### [PROMPT]
The records that follow must be repeated exactly, except for their pictures.

### [Records from a dataset]
==*==
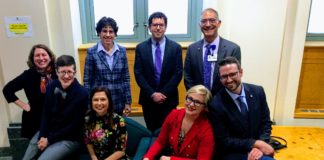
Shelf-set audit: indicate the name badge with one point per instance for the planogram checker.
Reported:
(212, 58)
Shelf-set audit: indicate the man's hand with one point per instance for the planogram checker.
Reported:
(264, 147)
(158, 97)
(42, 143)
(255, 154)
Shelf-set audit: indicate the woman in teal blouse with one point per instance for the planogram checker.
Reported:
(105, 131)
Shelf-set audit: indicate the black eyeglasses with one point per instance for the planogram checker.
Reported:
(156, 25)
(195, 102)
(210, 20)
(231, 75)
(63, 73)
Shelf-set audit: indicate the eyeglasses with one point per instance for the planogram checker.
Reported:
(156, 25)
(195, 102)
(231, 75)
(210, 20)
(63, 73)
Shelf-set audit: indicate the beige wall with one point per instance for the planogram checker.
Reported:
(271, 34)
(54, 24)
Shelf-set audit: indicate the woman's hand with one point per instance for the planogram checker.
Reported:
(165, 158)
(42, 143)
(23, 105)
(126, 110)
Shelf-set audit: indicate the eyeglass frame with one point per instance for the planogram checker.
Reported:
(196, 103)
(230, 75)
(210, 20)
(156, 25)
(63, 73)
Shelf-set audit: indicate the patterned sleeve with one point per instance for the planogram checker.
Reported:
(86, 134)
(121, 134)
(88, 76)
(126, 82)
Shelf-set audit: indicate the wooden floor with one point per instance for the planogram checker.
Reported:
(304, 143)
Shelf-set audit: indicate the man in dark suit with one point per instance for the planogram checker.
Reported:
(158, 71)
(240, 116)
(202, 56)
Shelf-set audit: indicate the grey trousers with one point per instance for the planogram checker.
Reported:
(58, 151)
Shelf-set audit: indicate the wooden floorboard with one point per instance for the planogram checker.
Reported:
(304, 143)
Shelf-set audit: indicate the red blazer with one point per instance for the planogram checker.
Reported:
(197, 144)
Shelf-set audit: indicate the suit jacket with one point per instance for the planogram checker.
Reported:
(29, 81)
(194, 66)
(230, 132)
(171, 73)
(197, 144)
(117, 80)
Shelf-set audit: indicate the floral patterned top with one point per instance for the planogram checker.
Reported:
(105, 139)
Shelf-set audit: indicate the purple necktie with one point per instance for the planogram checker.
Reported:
(158, 63)
(243, 106)
(207, 66)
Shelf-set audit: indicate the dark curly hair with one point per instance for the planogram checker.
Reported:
(158, 15)
(104, 22)
(91, 115)
(31, 63)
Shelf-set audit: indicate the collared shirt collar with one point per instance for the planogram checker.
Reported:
(235, 96)
(215, 42)
(162, 42)
(101, 48)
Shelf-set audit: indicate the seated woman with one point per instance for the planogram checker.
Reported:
(186, 132)
(105, 131)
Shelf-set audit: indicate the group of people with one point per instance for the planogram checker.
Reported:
(223, 117)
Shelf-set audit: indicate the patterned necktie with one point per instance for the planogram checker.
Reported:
(158, 63)
(243, 106)
(207, 66)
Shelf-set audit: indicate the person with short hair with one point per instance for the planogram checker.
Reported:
(240, 116)
(33, 81)
(186, 133)
(105, 131)
(62, 121)
(158, 72)
(201, 63)
(106, 65)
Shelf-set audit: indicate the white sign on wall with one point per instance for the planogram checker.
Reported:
(18, 26)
==*==
### [RESPONSE FOR THIS EXERCISE]
Shelf-set audit: indicate the name badge with one point per instance for the planogram checker.
Reported:
(212, 58)
Shelf-set audit: indicate the man's hand with one point per instance for the planogram checker.
Reported:
(264, 147)
(158, 97)
(42, 143)
(255, 154)
Shelf-set audit: indicate the woman in teal blouse with one point per instance for the planogram checker.
Reported:
(105, 131)
Shelf-set audit: indicate the black eyeglasses with one point per instance for the planogram checker.
Reported:
(156, 25)
(195, 102)
(210, 20)
(231, 75)
(63, 73)
Shelf-set audit: indicate the eyeglasses with one point per instance for the planogram checker.
Reported:
(156, 25)
(195, 102)
(231, 75)
(210, 20)
(63, 73)
Shelf-set audit: indicate the beige wall with one point per instance for the planogram checker.
Reported:
(271, 34)
(54, 24)
Shelf-set audit: indicate the woman's hand with one point per instance for the planogram checker.
Reported:
(165, 158)
(42, 143)
(23, 105)
(126, 110)
Shelf-set audit: indicate the eyeglass frame with one point per instance for the planogram checker.
Reported:
(196, 103)
(230, 75)
(210, 20)
(156, 25)
(63, 73)
Shelf-set audit: indicate the patterned sleeve with one point per instance for the planogram checker.
Reported:
(86, 134)
(121, 134)
(88, 76)
(126, 82)
Shelf-set audit: indicate the wooden floor with one point per instance for the planogram checker.
Reported:
(304, 143)
Shelf-set audit: indicate the man in dark suit with one point per instance for the planogram checker.
Reported:
(158, 71)
(240, 116)
(202, 56)
Shelf-set audit: indicate the grey trousers with one point per instance for the planogram checker.
Reported:
(58, 151)
Shelf-set audit: indicate the wooden floorboard with one point per instance for the planogram checker.
Reported:
(304, 143)
Shelf-set audit: indicate the red blazer with one point per instance for the planogram checker.
Reported:
(197, 144)
Shelf-set audit: indicate the suit jacket with one point per instance for the planogram checker.
Reported:
(29, 81)
(194, 66)
(230, 132)
(171, 73)
(197, 144)
(117, 80)
Shelf-set audit: indicate the floral patterned top with one point per instance for the planogram checker.
Reported:
(105, 139)
Shelf-set audit: indicate the purple necktie with one point per instance for the planogram checker.
Reported:
(158, 63)
(243, 106)
(207, 66)
Shelf-set audit: indicate the dark curly hair with one point per instance for the planogram checker.
Reported:
(158, 15)
(104, 22)
(91, 115)
(31, 63)
Shelf-set audit: indicate the collared shirt collar with one point per instance for the planogram checker.
Reported:
(235, 96)
(215, 42)
(162, 42)
(101, 48)
Shelf-set audit: indicate the seated woman with one point per instance for the planogram checker.
Reported:
(186, 132)
(105, 131)
Shelf-set audit: indicate the group of people with one point per instance for the planogram checker.
Reported:
(223, 117)
Shelf-set audit: indicate the patterned necktie with one point per instance for the planogram checker.
Reported:
(158, 63)
(243, 106)
(207, 66)
Shelf-set audit: indicate the person with short hair with one point per instance for the planogram checker.
Reported:
(240, 116)
(33, 81)
(186, 133)
(105, 131)
(62, 121)
(158, 72)
(201, 63)
(106, 65)
Shelf-set audit: indicate the white sign on wall with one point per instance for the planogram checker.
Reported:
(18, 26)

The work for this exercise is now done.